§ TASK TO COMPLETE
Identify every line in the records below that contains the word "with", and copy each such line. Matching is case-sensitive.

§ EXCERPTED RECORDS
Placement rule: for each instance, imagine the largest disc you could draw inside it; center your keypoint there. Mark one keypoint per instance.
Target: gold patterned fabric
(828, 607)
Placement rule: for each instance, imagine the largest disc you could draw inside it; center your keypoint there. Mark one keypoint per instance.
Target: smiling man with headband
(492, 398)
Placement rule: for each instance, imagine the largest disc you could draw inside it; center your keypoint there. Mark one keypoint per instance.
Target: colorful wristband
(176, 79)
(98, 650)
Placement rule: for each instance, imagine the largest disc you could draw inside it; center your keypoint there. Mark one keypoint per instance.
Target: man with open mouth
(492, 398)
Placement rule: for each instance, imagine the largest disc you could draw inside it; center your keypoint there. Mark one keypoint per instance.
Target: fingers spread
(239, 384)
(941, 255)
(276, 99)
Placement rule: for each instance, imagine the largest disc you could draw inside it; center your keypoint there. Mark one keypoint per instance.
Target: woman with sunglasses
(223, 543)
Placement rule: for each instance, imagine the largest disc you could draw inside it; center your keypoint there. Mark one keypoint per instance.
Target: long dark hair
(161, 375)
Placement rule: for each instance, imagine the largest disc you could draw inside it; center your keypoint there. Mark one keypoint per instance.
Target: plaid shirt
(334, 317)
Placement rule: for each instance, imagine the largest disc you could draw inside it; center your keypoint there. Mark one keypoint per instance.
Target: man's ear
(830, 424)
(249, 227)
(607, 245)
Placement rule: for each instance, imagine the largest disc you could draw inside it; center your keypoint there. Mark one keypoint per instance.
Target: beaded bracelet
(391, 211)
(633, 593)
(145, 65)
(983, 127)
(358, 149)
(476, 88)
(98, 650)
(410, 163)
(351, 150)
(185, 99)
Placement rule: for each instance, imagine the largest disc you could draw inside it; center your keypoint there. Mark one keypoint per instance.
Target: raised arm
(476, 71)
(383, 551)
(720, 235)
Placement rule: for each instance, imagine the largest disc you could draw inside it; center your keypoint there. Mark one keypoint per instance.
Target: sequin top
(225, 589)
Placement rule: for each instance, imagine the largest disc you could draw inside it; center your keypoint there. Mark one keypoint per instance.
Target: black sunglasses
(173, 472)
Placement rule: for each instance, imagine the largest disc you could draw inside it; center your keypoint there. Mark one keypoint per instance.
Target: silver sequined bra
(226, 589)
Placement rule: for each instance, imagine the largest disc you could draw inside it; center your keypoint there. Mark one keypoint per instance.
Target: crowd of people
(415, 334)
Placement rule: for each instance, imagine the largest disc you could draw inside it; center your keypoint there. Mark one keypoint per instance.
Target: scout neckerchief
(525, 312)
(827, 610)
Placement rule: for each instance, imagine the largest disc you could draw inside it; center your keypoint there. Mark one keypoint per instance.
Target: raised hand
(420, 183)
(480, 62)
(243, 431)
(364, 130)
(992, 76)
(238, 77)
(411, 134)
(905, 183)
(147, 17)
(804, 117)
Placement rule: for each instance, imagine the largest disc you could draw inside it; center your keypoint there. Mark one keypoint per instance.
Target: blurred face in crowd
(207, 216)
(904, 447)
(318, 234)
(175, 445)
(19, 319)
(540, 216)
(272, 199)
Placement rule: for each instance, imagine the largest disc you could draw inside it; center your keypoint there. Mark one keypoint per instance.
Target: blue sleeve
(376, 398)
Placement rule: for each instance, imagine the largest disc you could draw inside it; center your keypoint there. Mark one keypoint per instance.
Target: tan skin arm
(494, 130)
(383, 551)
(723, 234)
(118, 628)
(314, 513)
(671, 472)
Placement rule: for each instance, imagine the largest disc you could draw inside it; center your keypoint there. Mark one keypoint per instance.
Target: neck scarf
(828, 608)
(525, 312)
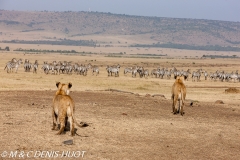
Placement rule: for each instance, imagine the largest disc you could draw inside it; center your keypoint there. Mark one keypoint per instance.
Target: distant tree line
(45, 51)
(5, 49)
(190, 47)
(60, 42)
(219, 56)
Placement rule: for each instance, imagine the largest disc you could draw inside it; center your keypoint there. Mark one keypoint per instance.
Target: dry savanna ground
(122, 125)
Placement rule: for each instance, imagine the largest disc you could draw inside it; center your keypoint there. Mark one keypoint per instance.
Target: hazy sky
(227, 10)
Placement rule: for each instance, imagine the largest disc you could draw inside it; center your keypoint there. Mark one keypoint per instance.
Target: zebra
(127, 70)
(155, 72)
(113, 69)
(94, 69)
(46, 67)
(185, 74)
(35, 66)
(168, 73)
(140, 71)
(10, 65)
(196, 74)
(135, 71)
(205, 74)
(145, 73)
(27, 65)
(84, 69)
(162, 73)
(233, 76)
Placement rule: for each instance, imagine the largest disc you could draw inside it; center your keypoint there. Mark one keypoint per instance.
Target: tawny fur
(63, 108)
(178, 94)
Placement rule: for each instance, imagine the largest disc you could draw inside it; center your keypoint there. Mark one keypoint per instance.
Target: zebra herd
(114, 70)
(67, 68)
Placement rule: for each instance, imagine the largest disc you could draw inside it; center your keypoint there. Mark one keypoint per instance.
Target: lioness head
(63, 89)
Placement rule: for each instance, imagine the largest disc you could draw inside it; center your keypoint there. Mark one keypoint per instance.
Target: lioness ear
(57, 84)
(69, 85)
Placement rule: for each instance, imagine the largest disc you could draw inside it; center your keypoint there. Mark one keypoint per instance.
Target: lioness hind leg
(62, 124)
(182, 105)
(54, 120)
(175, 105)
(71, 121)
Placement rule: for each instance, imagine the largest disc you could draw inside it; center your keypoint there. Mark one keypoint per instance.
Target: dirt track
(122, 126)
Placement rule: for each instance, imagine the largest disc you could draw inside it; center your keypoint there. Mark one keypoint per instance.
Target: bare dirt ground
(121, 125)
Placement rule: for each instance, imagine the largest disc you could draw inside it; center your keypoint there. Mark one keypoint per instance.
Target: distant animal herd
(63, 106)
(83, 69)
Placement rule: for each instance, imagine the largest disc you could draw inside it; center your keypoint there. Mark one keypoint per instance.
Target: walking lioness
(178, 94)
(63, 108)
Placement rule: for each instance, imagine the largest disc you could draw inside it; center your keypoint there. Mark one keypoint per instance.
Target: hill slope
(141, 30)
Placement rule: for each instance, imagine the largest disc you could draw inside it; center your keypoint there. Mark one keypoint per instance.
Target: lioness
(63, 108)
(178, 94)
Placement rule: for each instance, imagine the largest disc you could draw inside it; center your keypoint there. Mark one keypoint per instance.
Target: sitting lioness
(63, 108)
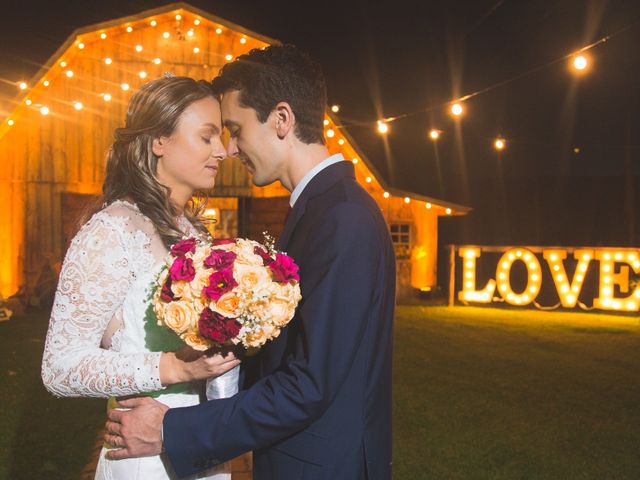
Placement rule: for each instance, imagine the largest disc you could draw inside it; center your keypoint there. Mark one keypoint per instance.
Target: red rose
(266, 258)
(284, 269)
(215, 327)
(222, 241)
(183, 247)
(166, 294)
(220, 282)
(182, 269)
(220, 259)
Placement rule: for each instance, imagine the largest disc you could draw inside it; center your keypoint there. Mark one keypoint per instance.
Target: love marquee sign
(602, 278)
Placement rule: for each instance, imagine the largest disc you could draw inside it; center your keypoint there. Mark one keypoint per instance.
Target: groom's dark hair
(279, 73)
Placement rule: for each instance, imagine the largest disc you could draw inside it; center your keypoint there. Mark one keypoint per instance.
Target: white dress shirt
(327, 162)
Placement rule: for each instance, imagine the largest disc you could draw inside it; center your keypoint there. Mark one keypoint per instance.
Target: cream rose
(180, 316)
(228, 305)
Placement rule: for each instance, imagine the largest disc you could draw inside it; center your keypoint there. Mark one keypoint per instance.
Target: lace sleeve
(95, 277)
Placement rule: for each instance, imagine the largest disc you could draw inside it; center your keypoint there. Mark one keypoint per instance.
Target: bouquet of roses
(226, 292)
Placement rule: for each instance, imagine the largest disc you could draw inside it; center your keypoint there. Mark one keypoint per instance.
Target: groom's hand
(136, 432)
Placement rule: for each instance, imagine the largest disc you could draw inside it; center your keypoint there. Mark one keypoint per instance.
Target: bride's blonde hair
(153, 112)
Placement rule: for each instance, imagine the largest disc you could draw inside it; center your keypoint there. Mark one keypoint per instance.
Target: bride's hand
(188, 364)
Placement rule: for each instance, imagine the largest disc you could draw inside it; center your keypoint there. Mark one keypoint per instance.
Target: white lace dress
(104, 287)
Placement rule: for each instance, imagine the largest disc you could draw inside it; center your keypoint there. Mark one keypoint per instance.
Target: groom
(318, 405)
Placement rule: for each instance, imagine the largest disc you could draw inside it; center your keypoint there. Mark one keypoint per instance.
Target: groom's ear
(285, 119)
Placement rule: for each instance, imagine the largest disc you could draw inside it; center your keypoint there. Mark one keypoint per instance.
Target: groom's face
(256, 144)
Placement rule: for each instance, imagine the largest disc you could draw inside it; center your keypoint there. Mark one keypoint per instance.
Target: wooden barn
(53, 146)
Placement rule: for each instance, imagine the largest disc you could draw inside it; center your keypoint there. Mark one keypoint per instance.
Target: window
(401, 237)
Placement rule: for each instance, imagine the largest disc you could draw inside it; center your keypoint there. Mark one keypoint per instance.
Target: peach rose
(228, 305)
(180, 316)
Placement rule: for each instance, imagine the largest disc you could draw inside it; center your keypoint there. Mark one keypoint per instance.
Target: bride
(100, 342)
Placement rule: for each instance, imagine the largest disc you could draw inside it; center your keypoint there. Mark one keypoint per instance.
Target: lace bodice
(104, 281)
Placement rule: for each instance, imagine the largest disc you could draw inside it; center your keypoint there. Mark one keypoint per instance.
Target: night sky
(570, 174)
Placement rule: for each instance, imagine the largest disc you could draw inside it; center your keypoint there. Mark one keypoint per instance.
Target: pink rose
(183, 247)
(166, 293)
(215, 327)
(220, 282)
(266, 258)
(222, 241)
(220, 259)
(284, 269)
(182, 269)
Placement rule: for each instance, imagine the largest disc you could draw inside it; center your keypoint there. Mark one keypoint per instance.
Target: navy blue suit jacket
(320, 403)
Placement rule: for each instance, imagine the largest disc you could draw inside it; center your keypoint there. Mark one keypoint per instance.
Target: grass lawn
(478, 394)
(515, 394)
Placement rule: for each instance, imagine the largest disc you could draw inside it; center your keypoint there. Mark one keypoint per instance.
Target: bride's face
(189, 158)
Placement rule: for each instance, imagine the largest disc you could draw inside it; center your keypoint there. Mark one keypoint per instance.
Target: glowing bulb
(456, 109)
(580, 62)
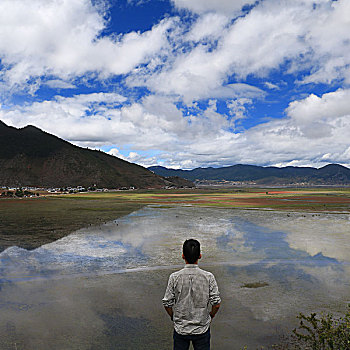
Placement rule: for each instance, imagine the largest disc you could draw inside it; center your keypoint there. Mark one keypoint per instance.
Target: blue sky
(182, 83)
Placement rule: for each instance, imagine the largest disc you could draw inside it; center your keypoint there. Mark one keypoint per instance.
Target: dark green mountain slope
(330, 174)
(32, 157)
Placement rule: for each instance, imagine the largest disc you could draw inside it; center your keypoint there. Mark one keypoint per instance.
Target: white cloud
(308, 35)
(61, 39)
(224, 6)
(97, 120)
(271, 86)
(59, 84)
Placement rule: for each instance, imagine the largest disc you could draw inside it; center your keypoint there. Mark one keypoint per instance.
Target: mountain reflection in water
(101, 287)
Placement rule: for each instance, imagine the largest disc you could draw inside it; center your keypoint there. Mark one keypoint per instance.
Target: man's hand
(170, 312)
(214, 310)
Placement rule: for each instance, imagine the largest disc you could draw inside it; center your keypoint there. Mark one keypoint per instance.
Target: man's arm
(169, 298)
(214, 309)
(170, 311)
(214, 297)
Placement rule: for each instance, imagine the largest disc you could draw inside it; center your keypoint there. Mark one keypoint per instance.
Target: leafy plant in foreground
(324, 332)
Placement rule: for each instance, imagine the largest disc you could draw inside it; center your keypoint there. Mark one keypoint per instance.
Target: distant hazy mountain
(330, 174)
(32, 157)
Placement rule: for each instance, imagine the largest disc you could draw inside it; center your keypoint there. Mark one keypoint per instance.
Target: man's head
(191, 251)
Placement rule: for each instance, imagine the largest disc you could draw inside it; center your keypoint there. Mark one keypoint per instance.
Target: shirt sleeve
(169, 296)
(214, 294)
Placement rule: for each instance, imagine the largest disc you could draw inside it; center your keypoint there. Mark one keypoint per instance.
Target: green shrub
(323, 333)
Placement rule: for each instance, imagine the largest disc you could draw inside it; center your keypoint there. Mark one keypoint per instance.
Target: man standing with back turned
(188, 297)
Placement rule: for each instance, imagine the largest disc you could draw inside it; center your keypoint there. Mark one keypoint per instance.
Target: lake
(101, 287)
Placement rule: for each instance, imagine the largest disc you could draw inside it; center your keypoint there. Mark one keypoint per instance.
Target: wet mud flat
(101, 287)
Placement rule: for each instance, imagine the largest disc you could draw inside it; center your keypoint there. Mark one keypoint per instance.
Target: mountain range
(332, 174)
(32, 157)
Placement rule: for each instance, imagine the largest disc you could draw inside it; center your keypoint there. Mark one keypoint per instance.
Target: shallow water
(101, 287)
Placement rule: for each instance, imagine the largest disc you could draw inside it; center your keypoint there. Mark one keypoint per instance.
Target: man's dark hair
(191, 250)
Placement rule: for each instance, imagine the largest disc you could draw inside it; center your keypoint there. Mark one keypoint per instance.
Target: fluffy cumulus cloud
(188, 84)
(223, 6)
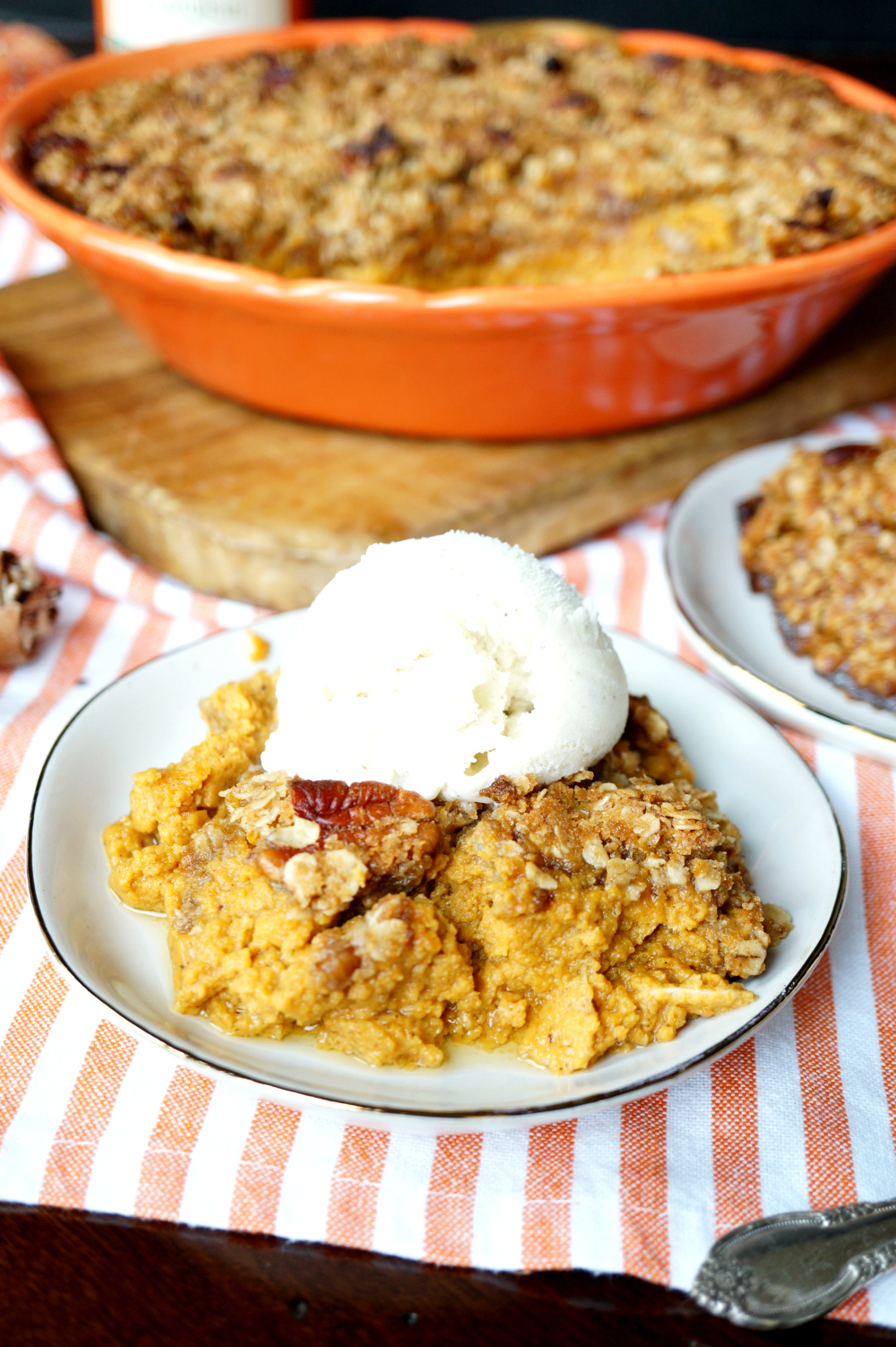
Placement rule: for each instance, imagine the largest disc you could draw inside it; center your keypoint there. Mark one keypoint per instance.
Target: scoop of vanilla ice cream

§ RESULT OF THIS EXERCISE
Target: smiling man with headband
Target: man with open mouth
Target: woman with sunglasses
Target: man standing with back turned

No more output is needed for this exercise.